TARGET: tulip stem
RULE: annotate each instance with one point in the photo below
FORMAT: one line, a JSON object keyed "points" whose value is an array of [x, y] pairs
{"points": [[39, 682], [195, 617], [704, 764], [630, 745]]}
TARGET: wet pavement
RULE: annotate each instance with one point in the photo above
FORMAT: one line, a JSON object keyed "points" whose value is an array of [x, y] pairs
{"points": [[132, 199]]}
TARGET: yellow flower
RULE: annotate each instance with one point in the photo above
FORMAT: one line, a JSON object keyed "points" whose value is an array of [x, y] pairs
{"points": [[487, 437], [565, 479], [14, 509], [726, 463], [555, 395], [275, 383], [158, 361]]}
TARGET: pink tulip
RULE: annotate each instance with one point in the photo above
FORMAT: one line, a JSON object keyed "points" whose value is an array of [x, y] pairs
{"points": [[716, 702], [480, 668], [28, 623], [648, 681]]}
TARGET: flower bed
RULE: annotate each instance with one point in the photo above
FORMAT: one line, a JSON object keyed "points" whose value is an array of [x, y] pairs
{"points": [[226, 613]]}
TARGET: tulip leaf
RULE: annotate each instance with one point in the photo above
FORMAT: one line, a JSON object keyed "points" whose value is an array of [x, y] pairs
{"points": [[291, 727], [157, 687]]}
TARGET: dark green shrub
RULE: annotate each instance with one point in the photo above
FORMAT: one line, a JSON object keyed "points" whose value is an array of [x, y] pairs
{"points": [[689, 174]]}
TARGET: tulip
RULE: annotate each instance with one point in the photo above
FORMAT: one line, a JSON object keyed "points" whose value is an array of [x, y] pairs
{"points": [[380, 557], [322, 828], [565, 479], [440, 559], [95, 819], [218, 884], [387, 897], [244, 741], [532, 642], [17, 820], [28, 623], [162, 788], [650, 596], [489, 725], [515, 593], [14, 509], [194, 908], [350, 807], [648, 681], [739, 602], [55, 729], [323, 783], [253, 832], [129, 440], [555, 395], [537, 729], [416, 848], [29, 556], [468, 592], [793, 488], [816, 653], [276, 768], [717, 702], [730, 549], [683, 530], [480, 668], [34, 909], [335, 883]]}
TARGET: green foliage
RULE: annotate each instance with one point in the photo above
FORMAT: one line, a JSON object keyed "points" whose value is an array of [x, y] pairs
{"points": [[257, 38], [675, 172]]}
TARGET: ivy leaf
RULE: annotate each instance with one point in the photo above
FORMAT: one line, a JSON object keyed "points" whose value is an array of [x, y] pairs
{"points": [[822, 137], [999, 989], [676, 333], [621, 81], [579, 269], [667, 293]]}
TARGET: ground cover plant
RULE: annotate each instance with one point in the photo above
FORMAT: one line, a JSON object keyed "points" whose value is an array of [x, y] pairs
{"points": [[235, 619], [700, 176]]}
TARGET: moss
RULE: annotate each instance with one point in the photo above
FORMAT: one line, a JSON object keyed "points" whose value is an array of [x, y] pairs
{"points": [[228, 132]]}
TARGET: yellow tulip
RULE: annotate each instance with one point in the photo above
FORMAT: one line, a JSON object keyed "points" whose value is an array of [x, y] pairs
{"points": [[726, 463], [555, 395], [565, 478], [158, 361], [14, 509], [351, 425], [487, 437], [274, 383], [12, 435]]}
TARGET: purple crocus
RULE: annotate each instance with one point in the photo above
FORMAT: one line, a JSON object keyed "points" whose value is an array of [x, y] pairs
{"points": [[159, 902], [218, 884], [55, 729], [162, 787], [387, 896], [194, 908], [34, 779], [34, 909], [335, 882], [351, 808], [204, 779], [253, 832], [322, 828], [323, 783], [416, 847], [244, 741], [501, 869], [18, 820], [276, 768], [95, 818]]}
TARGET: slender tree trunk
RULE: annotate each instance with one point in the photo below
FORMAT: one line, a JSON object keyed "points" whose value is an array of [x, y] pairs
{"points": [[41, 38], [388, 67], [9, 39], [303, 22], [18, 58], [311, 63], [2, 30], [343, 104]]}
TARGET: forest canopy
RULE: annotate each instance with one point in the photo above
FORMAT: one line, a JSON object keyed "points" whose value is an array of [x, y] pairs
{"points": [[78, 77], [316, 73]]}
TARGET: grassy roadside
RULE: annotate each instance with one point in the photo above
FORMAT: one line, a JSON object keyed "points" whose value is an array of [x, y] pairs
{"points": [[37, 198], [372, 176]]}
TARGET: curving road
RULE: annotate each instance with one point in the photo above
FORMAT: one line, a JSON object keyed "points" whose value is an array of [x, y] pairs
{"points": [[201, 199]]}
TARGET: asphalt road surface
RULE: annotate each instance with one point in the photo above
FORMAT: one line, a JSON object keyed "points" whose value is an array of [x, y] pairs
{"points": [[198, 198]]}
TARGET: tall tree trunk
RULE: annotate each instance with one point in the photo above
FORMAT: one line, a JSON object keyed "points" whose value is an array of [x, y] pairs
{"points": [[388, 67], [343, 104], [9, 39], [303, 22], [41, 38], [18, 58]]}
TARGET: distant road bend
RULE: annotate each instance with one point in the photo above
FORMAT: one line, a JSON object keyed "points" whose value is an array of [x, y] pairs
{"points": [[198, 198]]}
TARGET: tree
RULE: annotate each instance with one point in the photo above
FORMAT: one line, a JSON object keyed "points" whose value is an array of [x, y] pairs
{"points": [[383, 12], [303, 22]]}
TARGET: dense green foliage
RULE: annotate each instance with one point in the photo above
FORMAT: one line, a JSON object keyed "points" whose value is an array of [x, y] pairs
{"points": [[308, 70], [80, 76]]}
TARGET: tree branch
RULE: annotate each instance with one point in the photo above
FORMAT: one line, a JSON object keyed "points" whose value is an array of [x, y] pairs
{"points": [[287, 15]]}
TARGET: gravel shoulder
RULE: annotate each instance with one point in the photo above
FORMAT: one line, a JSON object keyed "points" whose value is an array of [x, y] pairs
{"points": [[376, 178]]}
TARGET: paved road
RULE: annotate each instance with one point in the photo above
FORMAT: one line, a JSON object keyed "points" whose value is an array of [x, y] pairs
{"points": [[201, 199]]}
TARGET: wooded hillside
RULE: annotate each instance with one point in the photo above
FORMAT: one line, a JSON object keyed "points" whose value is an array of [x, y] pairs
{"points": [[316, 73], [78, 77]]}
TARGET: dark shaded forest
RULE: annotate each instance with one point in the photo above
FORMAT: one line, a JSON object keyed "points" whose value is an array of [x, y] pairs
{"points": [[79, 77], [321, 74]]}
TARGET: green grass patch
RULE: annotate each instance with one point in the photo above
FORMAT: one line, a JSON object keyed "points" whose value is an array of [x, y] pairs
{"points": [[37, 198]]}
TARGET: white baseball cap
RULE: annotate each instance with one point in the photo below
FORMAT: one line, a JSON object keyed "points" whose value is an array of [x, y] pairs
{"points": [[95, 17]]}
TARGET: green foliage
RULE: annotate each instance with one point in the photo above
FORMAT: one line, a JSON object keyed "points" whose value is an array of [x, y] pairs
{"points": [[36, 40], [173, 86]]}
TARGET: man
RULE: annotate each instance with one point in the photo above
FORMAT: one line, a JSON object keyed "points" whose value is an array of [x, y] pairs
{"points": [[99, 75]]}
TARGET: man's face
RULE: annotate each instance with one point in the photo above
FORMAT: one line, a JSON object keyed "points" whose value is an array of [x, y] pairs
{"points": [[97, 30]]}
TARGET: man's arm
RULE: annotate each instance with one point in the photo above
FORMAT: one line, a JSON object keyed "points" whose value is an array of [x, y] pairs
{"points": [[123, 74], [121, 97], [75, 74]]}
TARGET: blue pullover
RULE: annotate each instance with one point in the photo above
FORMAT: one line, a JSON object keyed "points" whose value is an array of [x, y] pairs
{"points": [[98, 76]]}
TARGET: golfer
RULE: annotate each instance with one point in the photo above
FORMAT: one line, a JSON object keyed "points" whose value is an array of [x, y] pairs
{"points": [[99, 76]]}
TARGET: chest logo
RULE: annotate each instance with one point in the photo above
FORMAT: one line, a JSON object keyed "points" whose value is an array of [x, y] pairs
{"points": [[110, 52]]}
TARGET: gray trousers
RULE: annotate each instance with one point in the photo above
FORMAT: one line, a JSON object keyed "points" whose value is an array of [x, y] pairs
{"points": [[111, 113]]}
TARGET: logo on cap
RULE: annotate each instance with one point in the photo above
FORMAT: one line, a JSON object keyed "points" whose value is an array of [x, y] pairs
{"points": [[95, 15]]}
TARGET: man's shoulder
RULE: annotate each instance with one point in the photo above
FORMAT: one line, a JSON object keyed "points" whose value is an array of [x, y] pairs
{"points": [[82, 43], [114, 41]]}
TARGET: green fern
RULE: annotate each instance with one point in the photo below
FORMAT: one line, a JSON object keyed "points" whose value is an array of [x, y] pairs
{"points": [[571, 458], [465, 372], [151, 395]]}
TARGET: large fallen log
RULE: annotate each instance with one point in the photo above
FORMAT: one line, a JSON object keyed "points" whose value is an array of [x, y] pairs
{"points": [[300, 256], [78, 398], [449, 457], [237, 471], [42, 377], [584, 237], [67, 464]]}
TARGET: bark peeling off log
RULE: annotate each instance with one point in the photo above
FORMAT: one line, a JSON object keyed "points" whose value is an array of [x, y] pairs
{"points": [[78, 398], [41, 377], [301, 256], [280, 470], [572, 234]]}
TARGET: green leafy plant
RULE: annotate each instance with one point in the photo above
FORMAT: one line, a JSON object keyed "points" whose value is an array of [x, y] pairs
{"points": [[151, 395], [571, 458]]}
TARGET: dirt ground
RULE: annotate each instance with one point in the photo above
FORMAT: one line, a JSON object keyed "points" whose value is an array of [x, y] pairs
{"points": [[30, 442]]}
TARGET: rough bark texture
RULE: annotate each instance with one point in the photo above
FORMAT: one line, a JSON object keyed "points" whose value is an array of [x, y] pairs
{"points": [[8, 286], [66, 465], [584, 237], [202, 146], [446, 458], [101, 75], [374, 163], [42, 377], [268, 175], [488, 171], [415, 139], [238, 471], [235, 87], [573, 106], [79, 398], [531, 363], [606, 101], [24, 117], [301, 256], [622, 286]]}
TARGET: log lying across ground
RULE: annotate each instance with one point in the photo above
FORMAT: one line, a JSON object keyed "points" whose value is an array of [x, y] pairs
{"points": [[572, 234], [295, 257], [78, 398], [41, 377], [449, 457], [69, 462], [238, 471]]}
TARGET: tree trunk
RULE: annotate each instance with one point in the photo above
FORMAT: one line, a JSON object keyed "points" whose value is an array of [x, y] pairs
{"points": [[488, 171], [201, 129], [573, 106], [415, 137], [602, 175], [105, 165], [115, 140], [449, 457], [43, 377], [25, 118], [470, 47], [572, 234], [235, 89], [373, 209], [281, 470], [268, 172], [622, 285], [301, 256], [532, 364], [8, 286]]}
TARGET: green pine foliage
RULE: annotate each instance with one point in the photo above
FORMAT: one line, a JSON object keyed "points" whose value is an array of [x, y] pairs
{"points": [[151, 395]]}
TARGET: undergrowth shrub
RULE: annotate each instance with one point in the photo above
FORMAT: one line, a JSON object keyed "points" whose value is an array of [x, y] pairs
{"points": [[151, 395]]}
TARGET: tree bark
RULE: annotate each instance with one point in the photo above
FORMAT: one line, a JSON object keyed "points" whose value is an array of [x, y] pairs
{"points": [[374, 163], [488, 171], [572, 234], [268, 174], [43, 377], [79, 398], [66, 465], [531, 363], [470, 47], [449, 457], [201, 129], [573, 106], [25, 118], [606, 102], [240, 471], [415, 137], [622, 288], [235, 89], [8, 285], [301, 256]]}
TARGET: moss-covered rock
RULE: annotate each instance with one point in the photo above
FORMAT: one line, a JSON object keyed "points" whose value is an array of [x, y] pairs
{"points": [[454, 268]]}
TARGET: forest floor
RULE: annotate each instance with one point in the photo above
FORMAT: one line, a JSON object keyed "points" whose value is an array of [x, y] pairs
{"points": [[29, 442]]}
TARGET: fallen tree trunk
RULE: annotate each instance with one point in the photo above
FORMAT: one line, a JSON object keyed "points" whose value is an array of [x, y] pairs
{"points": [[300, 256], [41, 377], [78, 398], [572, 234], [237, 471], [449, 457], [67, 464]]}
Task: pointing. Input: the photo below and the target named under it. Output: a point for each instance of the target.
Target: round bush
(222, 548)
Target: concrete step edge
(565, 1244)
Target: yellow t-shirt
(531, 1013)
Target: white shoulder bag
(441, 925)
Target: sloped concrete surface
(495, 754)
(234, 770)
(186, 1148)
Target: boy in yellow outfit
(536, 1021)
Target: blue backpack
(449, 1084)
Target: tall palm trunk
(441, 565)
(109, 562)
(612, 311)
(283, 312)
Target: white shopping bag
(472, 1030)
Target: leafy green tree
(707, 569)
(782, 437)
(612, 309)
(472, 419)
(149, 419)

● **Challenge**
Update the material starting at the line that has "Target: sloped concrete surface" and running through its last line, changing "shopping bag" to "tote bag" and leaving everything else unchanged. Give back only those lines.

● **Answer to the problem**
Target: sloped concrete surface
(495, 754)
(234, 770)
(186, 1148)
Target: boy in yellow outfit
(536, 1021)
Target: blue backpack
(449, 1084)
Target: tall palm trunk
(441, 565)
(109, 562)
(612, 311)
(283, 312)
Target: white tote bag
(472, 1030)
Target: leafy green tree
(707, 569)
(782, 437)
(612, 309)
(472, 419)
(149, 419)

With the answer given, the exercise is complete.